The secret history of silly animals

by Myles Lowenberg | October 23, 2024

 

It’s not often that a real, substantial revolution happens, one that really changes the world for good. No propaganda campaigns or great persuasive efforts or squabbling political committees needed, just an event so fundamental you didn’t even notice it was happening—and now you can never go back. One day in the mid ‘00s, someone took a video of their dog doing something stupid and uploaded it to YouTube. They probably didn’t even know everyone on the Internet could view a YouTube video. The dog might have been eating cat poo or crashing into a door or licking its own balls… the specifics don’t matter. But for animals, it was the most important event since Noah’s Ark.

 

There was once a mainstream view that animals were essentially robots, motivated by base desires for maintenance calories, simple instincts, and reactions to stimuli. Your cat doesn’t love you; you’re just being sentimental. She was only unconsciously acting like a playful kitten so you would freely give away those sweet, sweet calories and heighten her chances of reproduction.

_Jobs_
1 - Print the part of the essay on silly animals starting with "by Myles Lowenberg" and going on through "since Noah’s Ark.".
2 - What mainstream view of animals does the essay on silly animals say once existed?
Answer using only the essay on silly animals.

_Information supplied_
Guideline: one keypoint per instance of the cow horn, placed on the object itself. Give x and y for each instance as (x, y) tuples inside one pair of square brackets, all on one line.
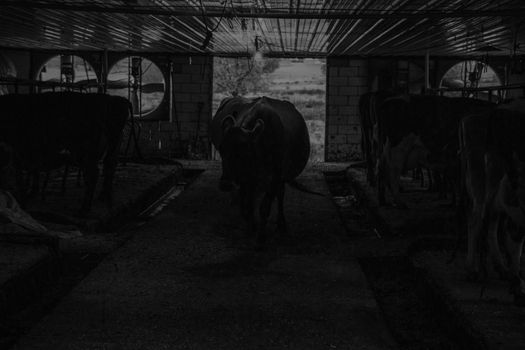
[(227, 123), (258, 128)]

_Results for the exercise_
1 -
by Myles Lowenberg | October 23, 2024

 

It’s not often that a real, substantial revolution happens, one that really changes the world for good. No propaganda campaigns or great persuasive efforts or squabbling political committees needed, just an event so fundamental you didn’t even notice it was happening—and now you can never go back. One day in the mid ‘00s, someone took a video of their dog doing something stupid and uploaded it to YouTube. They probably didn’t even know everyone on the Internet could view a YouTube video. The dog might have been eating cat poo or crashing into a door or licking its own balls… the specifics don’t matter. But for animals, it was the most important event since Noah’s Ark.

2 - That animals were essentially robots, motivated by base desires for maintenance calories, simple instincts, and reactions to stimuli.